──────── Document passage
The question of "Should I pay for dinner?" is as old as dirt. So let me answer it with one of my typical multi-part answers.

And the first part of my answer is going to be another question to YOU...

WHY WOULD YOU PAY FOR A WOMAN'S DINNER?

And for that matter, why would you buy gifts and do favors for a woman that you just met and don't know?


IT'S PROBABLY BECAUSE YOU WANT SOMETHING.

And guess what?

Attractive women are VERY perceptive. They can usually size a guy up in a matter of SECONDS.

She KNOWS what's on your mind. And she's going to take all the clues you give her to decide how much you like her... and how much of a WUSS you are as well.

Now I'm going to throw you a real curve ball...

I have friends who are very good with women that take women to NICE dinners all the time. I'm talking two hundred PLUS dollars for dinner and drinks ALONE.

I also have friends who almost NEVER take women out for so much as a cup of coffee... yet they have more women than they can handle.

Is this possible?

Are the guys who are buying dinner actually SUCCESSFUL at bribing women with food?

Or do both techniques work?

Well, the interesting thing I've found – after studying this topic for YEARS - is that most guys who are REALLY GOOD with women have something in common
in this area.

While some may buy expensive dinners for women, and some may buy nothing; NONE of them use the idea of paying for things as "bait" or "bribes" or "obligation"...

In other words, it's the INTENTION behind the actions that comes through loud and clear.

My friends that take women on dates to beautiful restaurants would be GOING THERE ANYWAY, and they just happen to be taking the woman along with them.

Or if they open a bottle of expensive wine, THEY WOULD HAVE BEEN DRINKING IT THEMSELVES.

I also have to mention here that all of the guys I know in BOTH camps know how ATTRACTION works, and how to make women feel attracted to them REGARDLESS of whether or not they pay for things.

To explain this differently, women INSTANTLY RECOGNIZE it when they're dealing with a man who feels the need to "buy her attention", and they usually either play hard to get, or they just leave.

You can do anything and have it mean anything.

There's a way to say "You're beautiful" and have it mean "You're not at all attractive", and there's a way to pay for things and NOT have it say "I'm a needy Wussy who feels the need to buy you things so you'll like me".

Get it?

One of the problems that a lot of guys have is the real-world issue of money.

It's expensive to take women out all the time.

It's expensive to buy flowers and drinks and gifts.

And if you're single and dating a lot of women, it can be out of the question to always be paying for things.
────────────────
──────── Recorded information
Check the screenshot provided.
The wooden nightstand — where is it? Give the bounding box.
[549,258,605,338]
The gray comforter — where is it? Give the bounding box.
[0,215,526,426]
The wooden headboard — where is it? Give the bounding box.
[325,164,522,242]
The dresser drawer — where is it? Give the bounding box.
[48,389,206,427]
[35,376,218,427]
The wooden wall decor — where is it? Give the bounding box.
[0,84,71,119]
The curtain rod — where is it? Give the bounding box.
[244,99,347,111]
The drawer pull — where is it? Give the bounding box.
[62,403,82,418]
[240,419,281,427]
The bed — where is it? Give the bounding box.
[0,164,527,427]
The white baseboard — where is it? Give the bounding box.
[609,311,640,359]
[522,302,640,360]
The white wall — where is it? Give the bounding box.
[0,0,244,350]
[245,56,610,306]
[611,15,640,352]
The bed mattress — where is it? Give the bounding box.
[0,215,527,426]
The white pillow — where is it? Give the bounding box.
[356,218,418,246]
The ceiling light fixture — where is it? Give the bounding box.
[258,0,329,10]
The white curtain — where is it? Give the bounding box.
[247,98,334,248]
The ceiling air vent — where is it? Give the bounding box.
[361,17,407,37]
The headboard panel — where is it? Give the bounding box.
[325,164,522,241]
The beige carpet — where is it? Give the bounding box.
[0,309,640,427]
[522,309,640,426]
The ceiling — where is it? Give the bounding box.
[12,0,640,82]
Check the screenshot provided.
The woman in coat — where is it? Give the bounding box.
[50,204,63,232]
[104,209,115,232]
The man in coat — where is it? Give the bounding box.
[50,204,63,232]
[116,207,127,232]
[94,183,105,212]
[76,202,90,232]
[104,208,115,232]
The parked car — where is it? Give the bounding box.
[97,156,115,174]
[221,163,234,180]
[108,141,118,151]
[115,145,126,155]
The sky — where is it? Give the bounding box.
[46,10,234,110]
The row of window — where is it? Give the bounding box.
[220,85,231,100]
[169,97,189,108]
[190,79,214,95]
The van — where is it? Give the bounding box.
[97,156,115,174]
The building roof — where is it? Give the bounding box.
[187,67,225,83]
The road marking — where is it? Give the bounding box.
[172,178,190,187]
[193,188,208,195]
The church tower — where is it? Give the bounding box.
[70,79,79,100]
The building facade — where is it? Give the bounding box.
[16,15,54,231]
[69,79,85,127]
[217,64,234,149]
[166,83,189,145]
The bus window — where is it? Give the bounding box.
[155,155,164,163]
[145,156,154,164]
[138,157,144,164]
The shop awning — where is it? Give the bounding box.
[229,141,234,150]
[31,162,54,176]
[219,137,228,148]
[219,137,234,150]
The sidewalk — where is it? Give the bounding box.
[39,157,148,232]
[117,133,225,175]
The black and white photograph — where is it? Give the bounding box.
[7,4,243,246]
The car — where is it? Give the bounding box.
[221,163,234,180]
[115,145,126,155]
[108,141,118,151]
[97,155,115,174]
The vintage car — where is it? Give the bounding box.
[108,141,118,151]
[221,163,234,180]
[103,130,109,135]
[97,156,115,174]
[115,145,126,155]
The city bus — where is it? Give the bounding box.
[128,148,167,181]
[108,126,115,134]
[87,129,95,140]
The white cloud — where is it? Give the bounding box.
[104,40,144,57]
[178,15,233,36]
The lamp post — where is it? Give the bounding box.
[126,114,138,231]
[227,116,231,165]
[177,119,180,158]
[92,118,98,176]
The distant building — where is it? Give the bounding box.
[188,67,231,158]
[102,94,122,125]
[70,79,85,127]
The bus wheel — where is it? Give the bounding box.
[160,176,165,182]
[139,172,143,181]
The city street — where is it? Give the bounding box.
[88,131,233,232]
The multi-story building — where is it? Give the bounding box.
────────────────
### Stated exercise
Reproduce verbatim the section of the passage above on paying for dinner, starting at "There's a way to say" and ending at "out all the time.".

### Answer
There's a way to say "You're beautiful" and have it mean "You're not at all attractive", and there's a way to pay for things and NOT have it say "I'm a needy Wussy who feels the need to buy you things so you'll like me".

Get it?

One of the problems that a lot of guys have is the real-world issue of money.

It's expensive to take women out all the time.